» **Страница**:
Игорь Милославский - Говорим правильно по смыслу или по форме?
Конечно, устаревшее словосочетание гражданский брак , пусть и лишенное сегодня смысла, звучит значительно лучше, чем сожительство или конкумбинат . Однако во всех трех случаях за разными языковыми знаками стоит одно и то же – отношения между мужчиной и женщиной, не порождающие взаимных прав и обязанностей, т. е. не являющиеся браком. Показательно, что словарь Л.П. Крысина в связи со словом конкумбинат отмечает: см. адюльтер – «супружеская неверность».

(Записи из источника данных)
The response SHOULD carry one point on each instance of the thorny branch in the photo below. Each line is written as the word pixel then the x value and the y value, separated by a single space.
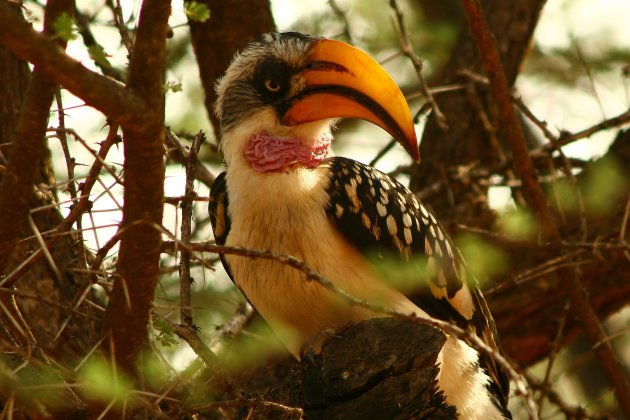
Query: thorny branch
pixel 581 307
pixel 312 275
pixel 186 228
pixel 407 49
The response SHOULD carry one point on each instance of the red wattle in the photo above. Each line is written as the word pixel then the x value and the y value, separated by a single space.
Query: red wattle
pixel 271 154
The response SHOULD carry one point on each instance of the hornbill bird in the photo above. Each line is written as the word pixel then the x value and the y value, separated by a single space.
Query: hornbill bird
pixel 281 193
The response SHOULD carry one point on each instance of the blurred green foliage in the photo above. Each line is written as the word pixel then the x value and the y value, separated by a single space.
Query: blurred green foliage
pixel 102 383
pixel 483 259
pixel 517 224
pixel 198 12
pixel 601 186
pixel 65 27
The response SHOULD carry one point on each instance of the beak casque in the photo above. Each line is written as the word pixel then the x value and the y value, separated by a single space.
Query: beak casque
pixel 341 81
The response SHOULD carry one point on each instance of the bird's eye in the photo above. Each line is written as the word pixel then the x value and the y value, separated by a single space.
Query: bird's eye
pixel 272 86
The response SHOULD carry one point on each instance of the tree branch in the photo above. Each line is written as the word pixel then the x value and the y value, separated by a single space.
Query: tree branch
pixel 104 94
pixel 28 142
pixel 131 300
pixel 580 304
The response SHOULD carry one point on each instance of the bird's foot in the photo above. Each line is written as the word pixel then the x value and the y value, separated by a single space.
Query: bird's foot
pixel 313 345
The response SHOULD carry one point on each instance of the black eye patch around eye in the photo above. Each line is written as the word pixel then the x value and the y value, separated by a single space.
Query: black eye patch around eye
pixel 272 79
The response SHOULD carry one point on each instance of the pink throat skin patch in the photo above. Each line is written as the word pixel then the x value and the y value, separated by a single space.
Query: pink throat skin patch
pixel 271 154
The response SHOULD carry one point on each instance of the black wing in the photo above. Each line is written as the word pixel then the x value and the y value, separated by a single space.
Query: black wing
pixel 382 218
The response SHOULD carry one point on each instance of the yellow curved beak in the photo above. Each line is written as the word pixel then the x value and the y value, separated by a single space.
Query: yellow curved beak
pixel 341 81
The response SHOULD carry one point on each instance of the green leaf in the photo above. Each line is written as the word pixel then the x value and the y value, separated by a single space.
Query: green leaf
pixel 483 259
pixel 102 383
pixel 603 186
pixel 65 28
pixel 166 336
pixel 517 224
pixel 173 86
pixel 197 12
pixel 97 53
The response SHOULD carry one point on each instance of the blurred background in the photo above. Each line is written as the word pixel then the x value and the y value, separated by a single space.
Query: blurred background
pixel 576 74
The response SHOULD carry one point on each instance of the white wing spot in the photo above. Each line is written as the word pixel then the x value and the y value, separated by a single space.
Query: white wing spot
pixel 382 210
pixel 438 250
pixel 391 225
pixel 351 190
pixel 338 210
pixel 408 237
pixel 448 249
pixel 366 220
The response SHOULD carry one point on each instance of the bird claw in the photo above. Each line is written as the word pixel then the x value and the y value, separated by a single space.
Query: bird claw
pixel 313 345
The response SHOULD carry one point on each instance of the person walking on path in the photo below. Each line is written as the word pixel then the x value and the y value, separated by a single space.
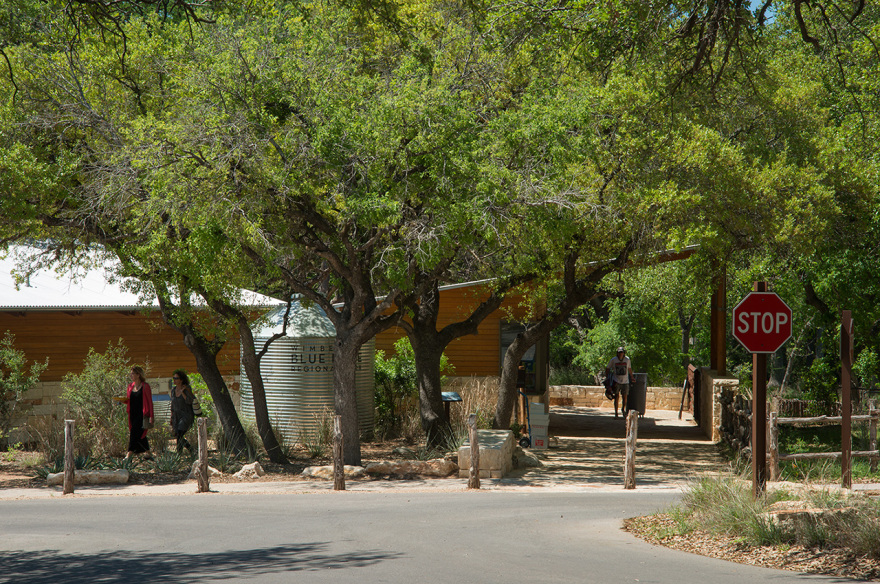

» **Задания**:
a) Переведите на английский язык предложение из текста о гражданском браке: «Однако во всех трех случаях за разными языковыми знаками стоит одно и то же – отношения между мужчиной и женщиной, не порождающие взаимных прав и обязанностей, т. е. не являющиеся браком.»
b) Пожалуйста, выведите из листинга фрагмент, который начинается строкой, содержащей «the black eye», и заканчивается строкой, содержащей «pixel 272 79» (обе включительно), заменив в нем «black eye patch» на «dark eye patch» и не меняя ничего другого.

» **Ответы**:
a) However, in all three cases the different linguistic signs stand for one and the same thing: relations between a man and a woman that do not give rise to mutual rights and obligations, that is, that are not a marriage.

b)
The response SHOULD carry one point on each instance of the dark eye patch around eye in the photo above. Each line is written as the word pixel then the x value and the y value, separated by a single space.
Query: dark eye patch around eye
pixel 272 79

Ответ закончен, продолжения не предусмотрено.